[Dataset records]
- - - -
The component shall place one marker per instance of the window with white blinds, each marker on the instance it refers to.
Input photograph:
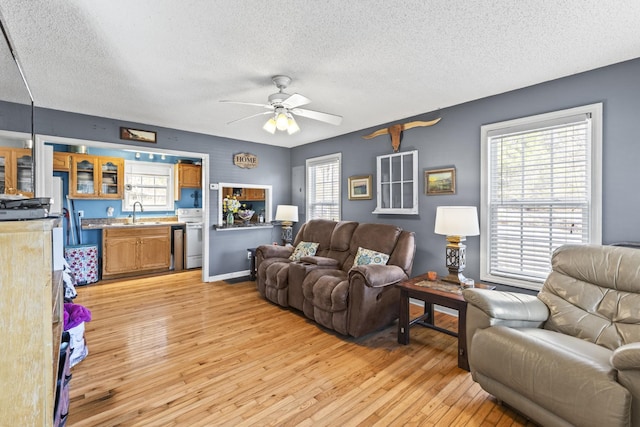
(323, 187)
(150, 184)
(541, 189)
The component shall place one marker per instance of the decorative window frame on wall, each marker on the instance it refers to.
(397, 183)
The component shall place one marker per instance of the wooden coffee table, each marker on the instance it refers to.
(440, 293)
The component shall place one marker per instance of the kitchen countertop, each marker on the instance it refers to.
(102, 223)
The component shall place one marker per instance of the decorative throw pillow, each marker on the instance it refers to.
(304, 249)
(367, 256)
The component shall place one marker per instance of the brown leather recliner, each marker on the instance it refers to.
(326, 287)
(571, 354)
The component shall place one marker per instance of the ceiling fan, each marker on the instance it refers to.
(282, 107)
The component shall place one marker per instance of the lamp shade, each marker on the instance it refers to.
(457, 221)
(287, 213)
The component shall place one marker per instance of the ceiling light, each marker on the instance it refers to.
(281, 121)
(270, 126)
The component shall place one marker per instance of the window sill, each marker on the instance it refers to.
(234, 227)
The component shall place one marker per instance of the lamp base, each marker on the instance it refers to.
(287, 233)
(454, 277)
(456, 254)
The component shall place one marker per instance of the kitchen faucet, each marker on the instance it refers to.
(134, 210)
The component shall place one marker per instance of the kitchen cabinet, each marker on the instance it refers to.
(16, 171)
(131, 250)
(187, 175)
(96, 177)
(31, 318)
(61, 161)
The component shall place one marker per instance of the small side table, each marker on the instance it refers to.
(440, 293)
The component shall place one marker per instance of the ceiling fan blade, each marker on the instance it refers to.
(295, 100)
(317, 115)
(248, 117)
(248, 103)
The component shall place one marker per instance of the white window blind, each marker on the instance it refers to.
(538, 196)
(150, 184)
(323, 187)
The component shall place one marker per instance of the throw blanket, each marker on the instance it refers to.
(74, 314)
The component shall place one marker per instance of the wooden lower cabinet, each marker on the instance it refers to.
(135, 250)
(31, 318)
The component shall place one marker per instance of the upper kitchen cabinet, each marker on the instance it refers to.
(16, 171)
(189, 176)
(96, 177)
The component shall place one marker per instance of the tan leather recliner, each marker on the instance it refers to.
(326, 287)
(571, 354)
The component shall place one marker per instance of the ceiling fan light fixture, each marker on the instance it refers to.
(281, 121)
(292, 126)
(270, 126)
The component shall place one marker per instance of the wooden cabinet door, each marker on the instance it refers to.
(190, 175)
(83, 181)
(16, 171)
(6, 171)
(155, 250)
(111, 177)
(23, 161)
(119, 253)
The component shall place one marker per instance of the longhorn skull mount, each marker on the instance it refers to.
(396, 131)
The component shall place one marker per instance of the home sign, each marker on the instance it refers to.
(245, 160)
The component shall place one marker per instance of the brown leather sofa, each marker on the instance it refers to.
(571, 354)
(326, 287)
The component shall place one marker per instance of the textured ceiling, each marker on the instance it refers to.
(169, 63)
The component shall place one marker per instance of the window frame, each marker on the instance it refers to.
(138, 167)
(380, 181)
(594, 164)
(319, 161)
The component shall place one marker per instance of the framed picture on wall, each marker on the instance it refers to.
(137, 135)
(440, 181)
(360, 187)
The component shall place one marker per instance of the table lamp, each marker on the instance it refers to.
(456, 222)
(287, 215)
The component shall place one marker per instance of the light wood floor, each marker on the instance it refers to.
(172, 351)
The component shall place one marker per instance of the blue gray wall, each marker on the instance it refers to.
(455, 141)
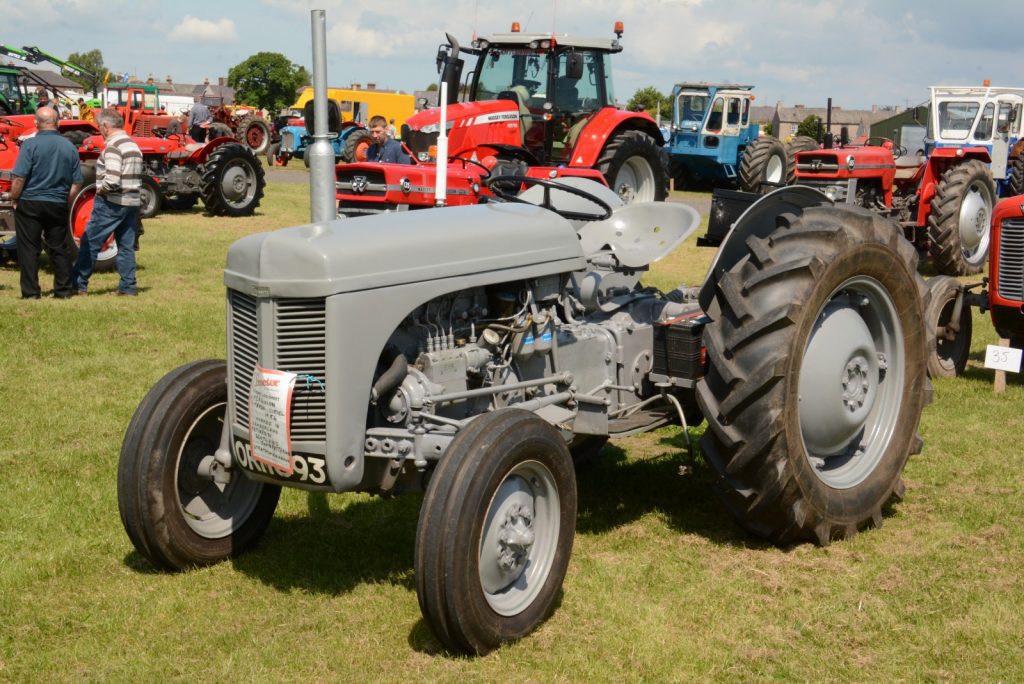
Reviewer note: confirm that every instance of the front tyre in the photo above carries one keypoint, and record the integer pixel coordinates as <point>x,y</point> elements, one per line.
<point>496,531</point>
<point>817,376</point>
<point>764,166</point>
<point>174,515</point>
<point>232,181</point>
<point>635,167</point>
<point>960,219</point>
<point>948,357</point>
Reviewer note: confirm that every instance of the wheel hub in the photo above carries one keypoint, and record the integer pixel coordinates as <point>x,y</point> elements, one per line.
<point>515,539</point>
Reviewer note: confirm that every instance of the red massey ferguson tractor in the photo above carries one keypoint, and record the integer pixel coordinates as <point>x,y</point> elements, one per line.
<point>537,104</point>
<point>943,202</point>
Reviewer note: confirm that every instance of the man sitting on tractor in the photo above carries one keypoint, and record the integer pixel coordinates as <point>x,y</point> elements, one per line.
<point>383,148</point>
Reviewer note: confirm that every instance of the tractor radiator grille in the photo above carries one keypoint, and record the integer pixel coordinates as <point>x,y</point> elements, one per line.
<point>299,330</point>
<point>1011,271</point>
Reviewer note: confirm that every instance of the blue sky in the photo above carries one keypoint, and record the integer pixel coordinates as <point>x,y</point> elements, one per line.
<point>799,51</point>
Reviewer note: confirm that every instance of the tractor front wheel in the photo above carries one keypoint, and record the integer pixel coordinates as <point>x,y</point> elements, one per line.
<point>255,134</point>
<point>960,219</point>
<point>635,167</point>
<point>817,378</point>
<point>496,531</point>
<point>175,513</point>
<point>232,181</point>
<point>355,146</point>
<point>764,166</point>
<point>948,357</point>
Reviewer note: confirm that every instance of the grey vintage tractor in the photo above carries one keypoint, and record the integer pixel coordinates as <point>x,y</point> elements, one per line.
<point>476,353</point>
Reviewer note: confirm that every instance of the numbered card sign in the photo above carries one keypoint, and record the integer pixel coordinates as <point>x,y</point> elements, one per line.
<point>1003,358</point>
<point>269,415</point>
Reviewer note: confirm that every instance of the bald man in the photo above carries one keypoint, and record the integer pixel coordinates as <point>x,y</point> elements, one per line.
<point>46,177</point>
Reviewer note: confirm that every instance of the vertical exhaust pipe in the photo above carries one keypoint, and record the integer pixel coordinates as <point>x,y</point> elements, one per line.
<point>323,206</point>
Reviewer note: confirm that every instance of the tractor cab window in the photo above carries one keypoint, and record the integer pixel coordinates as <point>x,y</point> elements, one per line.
<point>715,118</point>
<point>983,131</point>
<point>956,119</point>
<point>733,112</point>
<point>518,71</point>
<point>578,94</point>
<point>691,109</point>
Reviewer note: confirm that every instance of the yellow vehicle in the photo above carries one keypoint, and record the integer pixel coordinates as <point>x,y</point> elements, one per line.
<point>358,105</point>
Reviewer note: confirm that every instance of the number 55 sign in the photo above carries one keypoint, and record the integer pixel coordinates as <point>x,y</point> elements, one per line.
<point>1003,358</point>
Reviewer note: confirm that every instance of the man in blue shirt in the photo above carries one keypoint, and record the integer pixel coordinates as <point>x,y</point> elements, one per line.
<point>382,148</point>
<point>46,177</point>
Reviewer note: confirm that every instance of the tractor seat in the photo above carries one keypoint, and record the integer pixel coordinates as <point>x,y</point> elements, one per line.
<point>519,95</point>
<point>185,152</point>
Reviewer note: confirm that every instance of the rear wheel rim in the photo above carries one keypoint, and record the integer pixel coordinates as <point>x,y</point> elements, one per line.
<point>519,538</point>
<point>851,383</point>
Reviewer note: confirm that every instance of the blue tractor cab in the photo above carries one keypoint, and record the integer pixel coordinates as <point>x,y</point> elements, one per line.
<point>713,136</point>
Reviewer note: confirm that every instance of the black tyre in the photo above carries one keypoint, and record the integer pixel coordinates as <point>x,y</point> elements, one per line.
<point>255,134</point>
<point>218,130</point>
<point>496,531</point>
<point>793,147</point>
<point>817,378</point>
<point>232,181</point>
<point>763,167</point>
<point>636,168</point>
<point>1015,175</point>
<point>960,219</point>
<point>152,198</point>
<point>952,344</point>
<point>176,517</point>
<point>355,139</point>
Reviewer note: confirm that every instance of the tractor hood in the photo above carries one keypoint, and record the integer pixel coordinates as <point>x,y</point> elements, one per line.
<point>387,250</point>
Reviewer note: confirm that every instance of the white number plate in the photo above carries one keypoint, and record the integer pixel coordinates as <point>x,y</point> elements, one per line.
<point>305,468</point>
<point>1003,358</point>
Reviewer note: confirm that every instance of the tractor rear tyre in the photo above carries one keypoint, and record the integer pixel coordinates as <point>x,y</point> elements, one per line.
<point>152,198</point>
<point>636,168</point>
<point>255,134</point>
<point>948,357</point>
<point>817,378</point>
<point>1015,175</point>
<point>173,510</point>
<point>355,146</point>
<point>232,181</point>
<point>764,166</point>
<point>496,531</point>
<point>793,147</point>
<point>960,219</point>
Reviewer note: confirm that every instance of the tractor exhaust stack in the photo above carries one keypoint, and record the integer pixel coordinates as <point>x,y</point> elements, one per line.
<point>322,189</point>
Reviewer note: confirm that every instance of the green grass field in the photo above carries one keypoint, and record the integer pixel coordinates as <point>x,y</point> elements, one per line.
<point>663,586</point>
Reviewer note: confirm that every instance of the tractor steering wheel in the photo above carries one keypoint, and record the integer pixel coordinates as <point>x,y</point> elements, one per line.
<point>496,185</point>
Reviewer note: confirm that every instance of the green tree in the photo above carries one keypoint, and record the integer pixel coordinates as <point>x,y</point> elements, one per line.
<point>650,99</point>
<point>811,127</point>
<point>92,61</point>
<point>267,80</point>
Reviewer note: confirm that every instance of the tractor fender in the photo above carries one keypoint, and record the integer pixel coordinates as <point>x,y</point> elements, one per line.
<point>758,221</point>
<point>604,125</point>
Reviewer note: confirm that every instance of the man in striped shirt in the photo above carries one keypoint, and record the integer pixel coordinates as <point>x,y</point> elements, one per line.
<point>119,177</point>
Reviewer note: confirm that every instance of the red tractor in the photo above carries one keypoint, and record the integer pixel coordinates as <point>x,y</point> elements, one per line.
<point>537,104</point>
<point>224,173</point>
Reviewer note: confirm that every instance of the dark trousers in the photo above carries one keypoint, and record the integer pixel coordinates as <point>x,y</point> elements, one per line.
<point>36,222</point>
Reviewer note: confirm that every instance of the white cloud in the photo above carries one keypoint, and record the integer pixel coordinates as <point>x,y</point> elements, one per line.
<point>193,29</point>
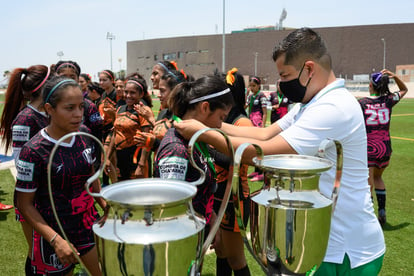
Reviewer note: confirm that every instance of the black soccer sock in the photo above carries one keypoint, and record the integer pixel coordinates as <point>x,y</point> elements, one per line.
<point>222,267</point>
<point>242,272</point>
<point>28,267</point>
<point>381,198</point>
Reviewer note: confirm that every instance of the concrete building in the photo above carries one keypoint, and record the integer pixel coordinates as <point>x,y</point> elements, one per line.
<point>355,50</point>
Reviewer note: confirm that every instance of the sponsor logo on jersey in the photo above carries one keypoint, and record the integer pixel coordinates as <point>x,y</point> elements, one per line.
<point>25,170</point>
<point>21,133</point>
<point>87,155</point>
<point>173,167</point>
<point>96,117</point>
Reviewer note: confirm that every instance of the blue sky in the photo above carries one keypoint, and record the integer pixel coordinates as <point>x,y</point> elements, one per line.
<point>34,31</point>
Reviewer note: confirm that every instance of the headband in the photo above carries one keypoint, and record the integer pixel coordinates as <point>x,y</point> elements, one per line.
<point>43,81</point>
<point>254,78</point>
<point>109,74</point>
<point>168,70</point>
<point>137,83</point>
<point>67,64</point>
<point>206,97</point>
<point>57,86</point>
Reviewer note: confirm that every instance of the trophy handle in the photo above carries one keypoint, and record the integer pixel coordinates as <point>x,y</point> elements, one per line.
<point>236,195</point>
<point>339,165</point>
<point>87,185</point>
<point>227,192</point>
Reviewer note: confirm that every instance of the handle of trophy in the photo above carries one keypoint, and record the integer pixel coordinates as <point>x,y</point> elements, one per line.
<point>88,183</point>
<point>220,214</point>
<point>236,192</point>
<point>339,165</point>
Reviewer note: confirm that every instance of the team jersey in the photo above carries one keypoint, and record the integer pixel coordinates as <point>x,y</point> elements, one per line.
<point>256,104</point>
<point>27,123</point>
<point>127,123</point>
<point>172,162</point>
<point>71,167</point>
<point>377,116</point>
<point>223,173</point>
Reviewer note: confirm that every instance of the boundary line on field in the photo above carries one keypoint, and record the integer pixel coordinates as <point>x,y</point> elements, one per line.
<point>399,115</point>
<point>402,138</point>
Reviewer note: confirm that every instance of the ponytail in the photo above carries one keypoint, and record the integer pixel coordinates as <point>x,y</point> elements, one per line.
<point>24,84</point>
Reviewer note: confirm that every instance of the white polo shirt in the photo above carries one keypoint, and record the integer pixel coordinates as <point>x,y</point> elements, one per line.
<point>334,113</point>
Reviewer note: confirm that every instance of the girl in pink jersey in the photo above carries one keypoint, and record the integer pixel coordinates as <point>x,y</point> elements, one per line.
<point>20,122</point>
<point>72,166</point>
<point>377,114</point>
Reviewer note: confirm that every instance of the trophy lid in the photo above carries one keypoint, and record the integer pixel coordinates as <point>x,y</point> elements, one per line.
<point>149,192</point>
<point>293,164</point>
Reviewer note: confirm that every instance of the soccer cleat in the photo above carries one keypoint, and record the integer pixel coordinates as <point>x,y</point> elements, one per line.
<point>5,207</point>
<point>382,217</point>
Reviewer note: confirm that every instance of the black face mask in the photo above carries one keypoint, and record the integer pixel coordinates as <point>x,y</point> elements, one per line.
<point>293,89</point>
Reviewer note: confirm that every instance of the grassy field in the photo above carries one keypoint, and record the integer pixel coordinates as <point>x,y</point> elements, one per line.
<point>399,230</point>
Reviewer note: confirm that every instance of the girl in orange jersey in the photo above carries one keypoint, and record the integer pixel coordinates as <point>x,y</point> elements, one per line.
<point>126,124</point>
- - - -
▶ [What you should do] Your answer must be the line containing "Reviewer note: confirm that every instance of the black face" through the last line above, copied exactly, with nothing added.

▶ [Answer to this task]
Reviewer note: confirm that every instance of the black face mask in the photo above carries one keypoint, and record the integer pixel coordinates as <point>x,y</point> elements, one per line.
<point>293,89</point>
Reviewer note: confirm that every instance of the grassy field in the photo above carries one keypoint, and record the integer pixel coordinates as <point>x,y</point> elements, one per line.
<point>399,230</point>
Reviewer note: confirm that every instance of the girl in orange jersey in the photo above carries one keypoint, and record the integer pixel coordinates as <point>x,y</point> elements, one per line.
<point>126,124</point>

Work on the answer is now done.